• **Work request**
Look below for the line that contains "Run detection on knotted", then copy it and each following line exactly, through and including the line that contains "Run detection on green leaf".

=== Material supplied ===

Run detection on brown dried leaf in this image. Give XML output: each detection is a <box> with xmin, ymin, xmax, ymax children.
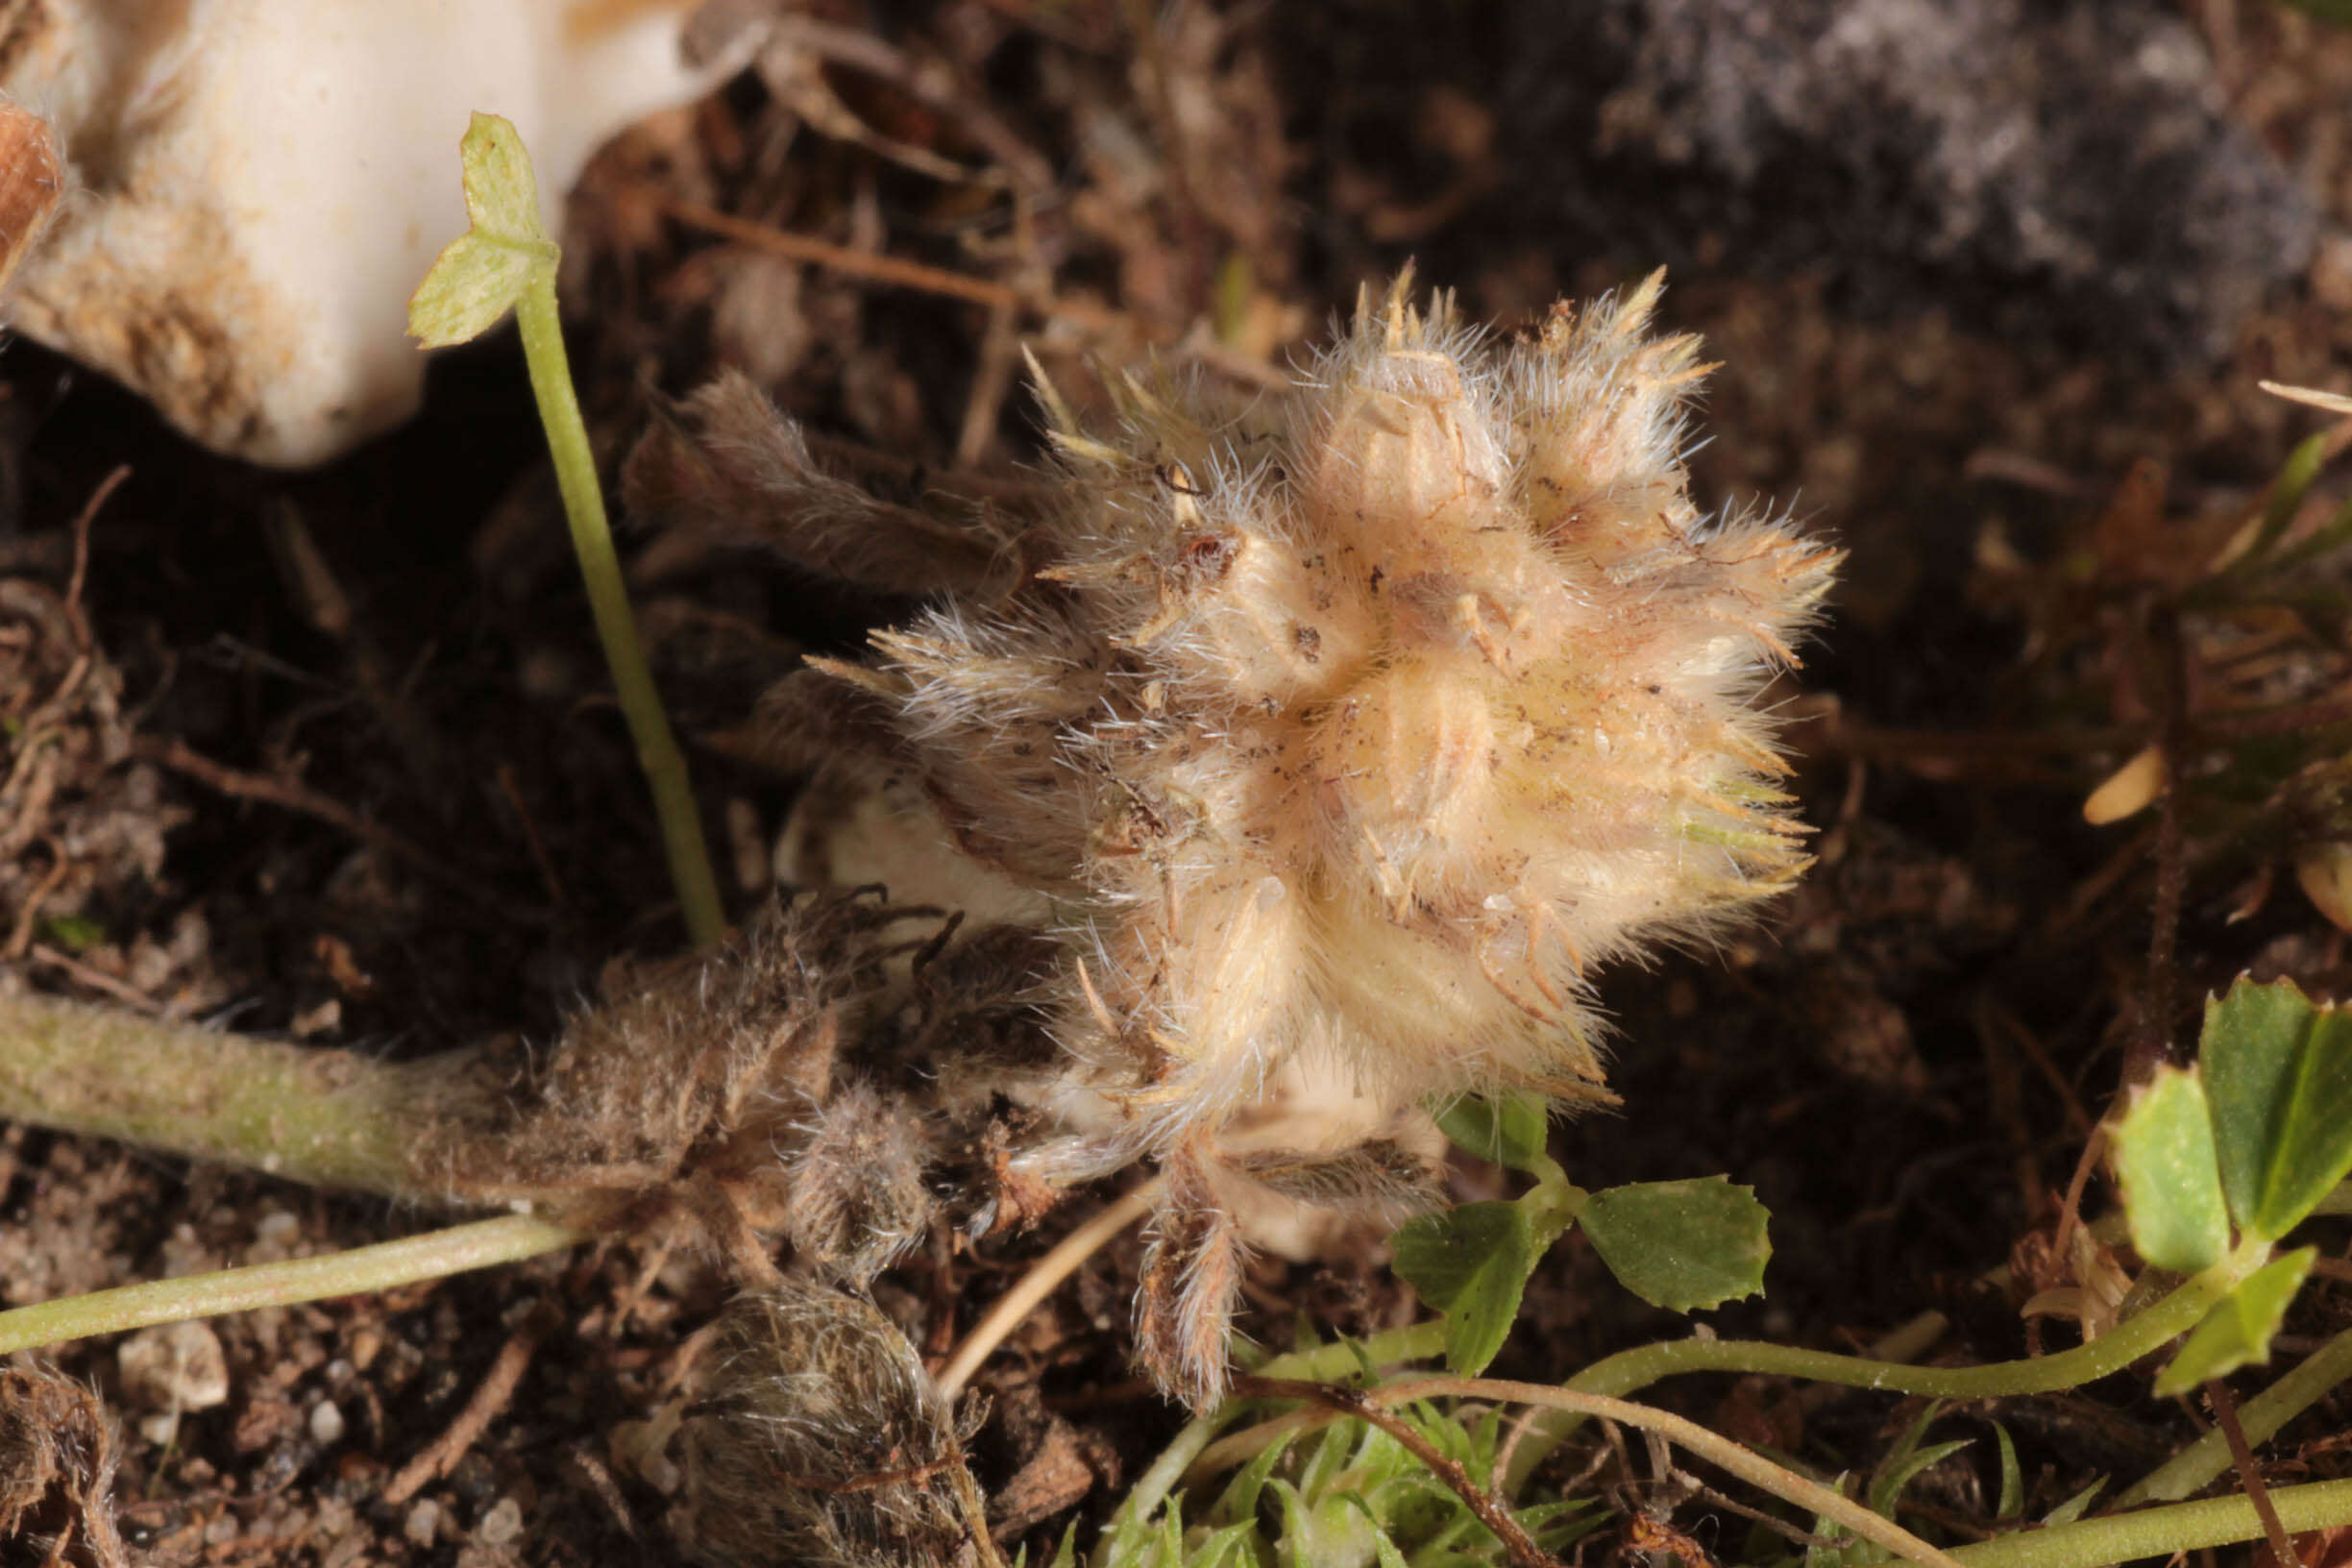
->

===
=== Material supplied ===

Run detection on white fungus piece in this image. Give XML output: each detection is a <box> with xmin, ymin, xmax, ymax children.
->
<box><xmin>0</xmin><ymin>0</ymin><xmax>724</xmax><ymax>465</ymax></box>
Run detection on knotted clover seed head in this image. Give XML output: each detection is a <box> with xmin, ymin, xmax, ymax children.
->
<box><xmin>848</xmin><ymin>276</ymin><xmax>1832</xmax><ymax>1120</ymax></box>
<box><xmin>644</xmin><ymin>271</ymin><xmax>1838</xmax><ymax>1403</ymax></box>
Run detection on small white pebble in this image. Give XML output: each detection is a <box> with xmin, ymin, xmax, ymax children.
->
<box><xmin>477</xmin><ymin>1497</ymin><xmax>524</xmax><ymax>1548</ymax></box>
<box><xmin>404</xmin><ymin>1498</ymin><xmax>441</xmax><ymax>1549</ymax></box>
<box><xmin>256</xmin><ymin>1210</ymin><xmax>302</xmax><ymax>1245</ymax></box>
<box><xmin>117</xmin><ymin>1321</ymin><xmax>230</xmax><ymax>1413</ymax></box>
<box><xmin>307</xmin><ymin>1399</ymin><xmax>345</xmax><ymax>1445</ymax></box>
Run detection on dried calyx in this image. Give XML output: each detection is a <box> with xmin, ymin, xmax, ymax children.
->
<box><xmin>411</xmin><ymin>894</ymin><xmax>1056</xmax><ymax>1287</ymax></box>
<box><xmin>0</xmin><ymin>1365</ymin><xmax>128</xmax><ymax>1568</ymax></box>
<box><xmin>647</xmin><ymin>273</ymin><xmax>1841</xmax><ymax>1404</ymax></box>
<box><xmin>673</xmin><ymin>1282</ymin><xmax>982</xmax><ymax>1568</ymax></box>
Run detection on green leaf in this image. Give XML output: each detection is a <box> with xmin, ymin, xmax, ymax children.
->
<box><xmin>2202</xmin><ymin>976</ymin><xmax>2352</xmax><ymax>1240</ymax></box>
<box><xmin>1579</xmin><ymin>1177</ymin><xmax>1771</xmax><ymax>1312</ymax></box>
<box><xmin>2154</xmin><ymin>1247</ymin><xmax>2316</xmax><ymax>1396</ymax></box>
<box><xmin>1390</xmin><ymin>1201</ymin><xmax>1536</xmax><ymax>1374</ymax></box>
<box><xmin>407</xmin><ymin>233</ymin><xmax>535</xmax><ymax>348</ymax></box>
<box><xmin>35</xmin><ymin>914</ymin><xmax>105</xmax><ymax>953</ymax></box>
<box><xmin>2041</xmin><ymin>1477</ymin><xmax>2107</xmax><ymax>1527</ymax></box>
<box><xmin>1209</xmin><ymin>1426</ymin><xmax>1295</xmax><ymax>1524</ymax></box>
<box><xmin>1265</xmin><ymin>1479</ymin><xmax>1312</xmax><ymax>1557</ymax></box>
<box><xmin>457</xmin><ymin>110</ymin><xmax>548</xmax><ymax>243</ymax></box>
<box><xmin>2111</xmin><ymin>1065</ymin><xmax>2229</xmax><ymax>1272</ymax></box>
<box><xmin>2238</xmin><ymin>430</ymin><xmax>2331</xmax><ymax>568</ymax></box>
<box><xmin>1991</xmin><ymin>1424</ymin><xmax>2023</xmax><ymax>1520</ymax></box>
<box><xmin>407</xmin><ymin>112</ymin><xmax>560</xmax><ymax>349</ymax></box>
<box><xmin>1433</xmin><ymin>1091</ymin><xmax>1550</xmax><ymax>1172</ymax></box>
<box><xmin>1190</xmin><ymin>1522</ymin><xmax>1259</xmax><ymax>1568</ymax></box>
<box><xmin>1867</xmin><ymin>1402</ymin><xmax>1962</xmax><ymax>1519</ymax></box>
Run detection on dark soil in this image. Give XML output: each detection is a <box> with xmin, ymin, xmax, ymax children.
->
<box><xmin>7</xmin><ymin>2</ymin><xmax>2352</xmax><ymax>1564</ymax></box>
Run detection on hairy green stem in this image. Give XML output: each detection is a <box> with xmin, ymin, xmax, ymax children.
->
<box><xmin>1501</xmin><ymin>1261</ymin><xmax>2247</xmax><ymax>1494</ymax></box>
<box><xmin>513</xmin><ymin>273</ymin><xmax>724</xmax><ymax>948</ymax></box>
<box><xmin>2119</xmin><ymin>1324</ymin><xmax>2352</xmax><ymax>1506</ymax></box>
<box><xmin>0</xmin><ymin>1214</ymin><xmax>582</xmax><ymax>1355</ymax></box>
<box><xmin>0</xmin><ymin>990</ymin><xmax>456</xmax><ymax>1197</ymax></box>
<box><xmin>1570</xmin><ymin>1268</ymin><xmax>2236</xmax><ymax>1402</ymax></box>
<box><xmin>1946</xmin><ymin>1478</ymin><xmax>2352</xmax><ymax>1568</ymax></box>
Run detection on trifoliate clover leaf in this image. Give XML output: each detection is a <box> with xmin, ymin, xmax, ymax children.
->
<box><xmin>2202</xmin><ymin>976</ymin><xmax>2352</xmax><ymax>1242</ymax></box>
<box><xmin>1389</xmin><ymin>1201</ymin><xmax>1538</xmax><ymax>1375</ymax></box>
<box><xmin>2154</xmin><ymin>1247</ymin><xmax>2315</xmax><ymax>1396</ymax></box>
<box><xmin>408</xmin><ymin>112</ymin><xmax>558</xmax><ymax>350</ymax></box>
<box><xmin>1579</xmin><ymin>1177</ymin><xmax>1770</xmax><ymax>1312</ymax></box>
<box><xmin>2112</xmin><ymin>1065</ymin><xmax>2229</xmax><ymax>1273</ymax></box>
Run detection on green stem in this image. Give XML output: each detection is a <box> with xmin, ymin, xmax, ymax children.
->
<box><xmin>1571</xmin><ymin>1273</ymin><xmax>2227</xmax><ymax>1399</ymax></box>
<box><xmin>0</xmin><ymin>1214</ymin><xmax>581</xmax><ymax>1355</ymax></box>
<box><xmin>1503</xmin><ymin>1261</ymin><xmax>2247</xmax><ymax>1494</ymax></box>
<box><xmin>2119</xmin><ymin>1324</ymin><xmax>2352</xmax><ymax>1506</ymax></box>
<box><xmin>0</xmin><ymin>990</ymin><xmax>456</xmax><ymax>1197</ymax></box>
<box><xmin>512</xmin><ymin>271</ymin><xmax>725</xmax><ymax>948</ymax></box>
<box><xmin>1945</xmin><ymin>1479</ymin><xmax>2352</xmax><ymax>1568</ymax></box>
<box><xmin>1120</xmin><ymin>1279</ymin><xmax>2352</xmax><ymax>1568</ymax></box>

===

• **Exercise output**
Run detection on knotted clover seed head in this image. Give XML output: each detection is a <box> with xmin, ymin, xmax, ymax children.
->
<box><xmin>848</xmin><ymin>276</ymin><xmax>1832</xmax><ymax>1120</ymax></box>
<box><xmin>644</xmin><ymin>271</ymin><xmax>1838</xmax><ymax>1403</ymax></box>
Run detection on small white pebble in this image. Give XML output: each detection is a <box> with xmin, ymin, xmax, ymax children.
->
<box><xmin>477</xmin><ymin>1497</ymin><xmax>524</xmax><ymax>1548</ymax></box>
<box><xmin>404</xmin><ymin>1498</ymin><xmax>441</xmax><ymax>1549</ymax></box>
<box><xmin>256</xmin><ymin>1210</ymin><xmax>302</xmax><ymax>1245</ymax></box>
<box><xmin>117</xmin><ymin>1321</ymin><xmax>230</xmax><ymax>1413</ymax></box>
<box><xmin>307</xmin><ymin>1399</ymin><xmax>345</xmax><ymax>1445</ymax></box>
Run detection on dried calyx in this image. Give XML output: each detection is a <box> with xmin, ymin, xmax, ymax children.
->
<box><xmin>411</xmin><ymin>894</ymin><xmax>1056</xmax><ymax>1287</ymax></box>
<box><xmin>0</xmin><ymin>1365</ymin><xmax>128</xmax><ymax>1568</ymax></box>
<box><xmin>647</xmin><ymin>273</ymin><xmax>1841</xmax><ymax>1404</ymax></box>
<box><xmin>673</xmin><ymin>1282</ymin><xmax>982</xmax><ymax>1568</ymax></box>
Run detection on green leaf in this image. Give XML output: each detection is a <box> with xmin, ymin, xmax, ymax children.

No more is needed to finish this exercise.